* **Selected passage**:
>> BEGIN
(no title)
j-pb | 1 month ago
There is too much heuristic fiddling involved, and way too many niche algorithms that get cobbled together with an optimiser.
As if we're missing the theory to actually solve the stuff, so we're instead hobbling along by covering as many corner cases as we can, completely missing some elegant and profound beauty.
mamcx|1 month ago
Attempt to implement them, manually, and you see how hard is it.
PLUS, not only you need to account for the general solution, but what could be the best considering the current data set.
And, you can't compile statically (dynamically sure).
And, should work interactively, so hopefully be solved faster than run the actual query.
P.D: Joins are normally the focus, but other constructs are also challenging. For example, just solving if and which indexes to pick can be challenging when you have dozens of predicates.
And yes, your optimizer should survive(eventually!) to solve when you get feed hundreds of joins, predicates, aggregates, sorting and arbitrary expressions.
* I worked in the optimizer of a database. EVERYTHING is tricky!
>> END
* **Recorded information**:
>> BEGIN
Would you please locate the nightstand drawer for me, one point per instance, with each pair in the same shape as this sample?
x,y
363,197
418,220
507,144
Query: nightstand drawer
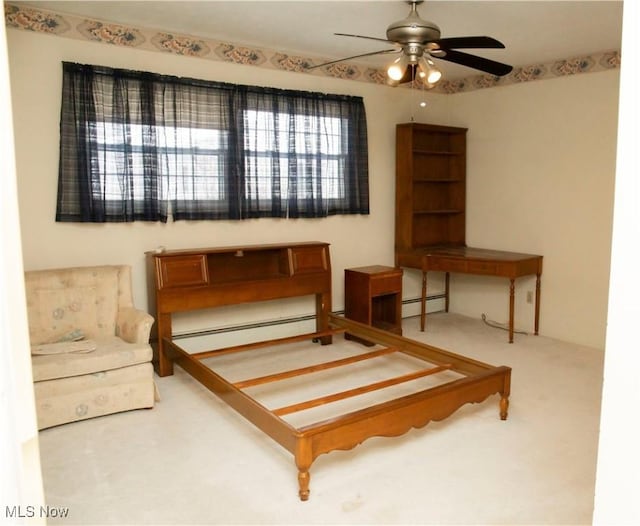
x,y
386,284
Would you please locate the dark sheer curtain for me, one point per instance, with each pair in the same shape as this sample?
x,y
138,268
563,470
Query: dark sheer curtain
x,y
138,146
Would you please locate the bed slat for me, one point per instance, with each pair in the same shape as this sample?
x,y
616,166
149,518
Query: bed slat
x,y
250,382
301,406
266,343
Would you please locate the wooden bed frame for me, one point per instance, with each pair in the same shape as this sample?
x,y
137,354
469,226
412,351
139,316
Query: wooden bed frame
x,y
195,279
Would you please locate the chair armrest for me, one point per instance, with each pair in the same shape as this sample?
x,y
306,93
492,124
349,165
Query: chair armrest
>> END
* **What you have to do**:
Continue the forum thread about why database query optimizers are so hard to build, starting after its last comment.

* **The output**:
akoboldfrying|1 month ago
akoboldfrying|1 month ago
So it's possible that the full optimisation problem over all join tree shapes is "easy", even though an output-constrained version of it is NP-hard... But I think that's unlikely. Having an NP-hard constrained variant like this strongly suggests that the original problem is itself NP-hard, and I suspect this could be shown by some other reduction.
> with selectivity a function of only the two immediate child nodes in the join
This should be "with selectivity a function of the rightmost leaves of the two child subtrees", so that it still makes sense for general ("bushy") join trees. (I know, I'm talking to myself... But I needed to write this down to convince myself that the original unconstrained problem wasn't just the (very easy) minimum spanning tree problem in disguise.)
sethev|1 month ago
For example there's a class of join algorithms called 'worst-case optimal' - which is not a great name, but basically means that these algorithms run in time proportional to the worst-case output size. These algorithms ditch the two at a time approach that databases typically use and joins multiple relations at the same time.
One example is the leapfrog trie join which was part of the LogicBlox database.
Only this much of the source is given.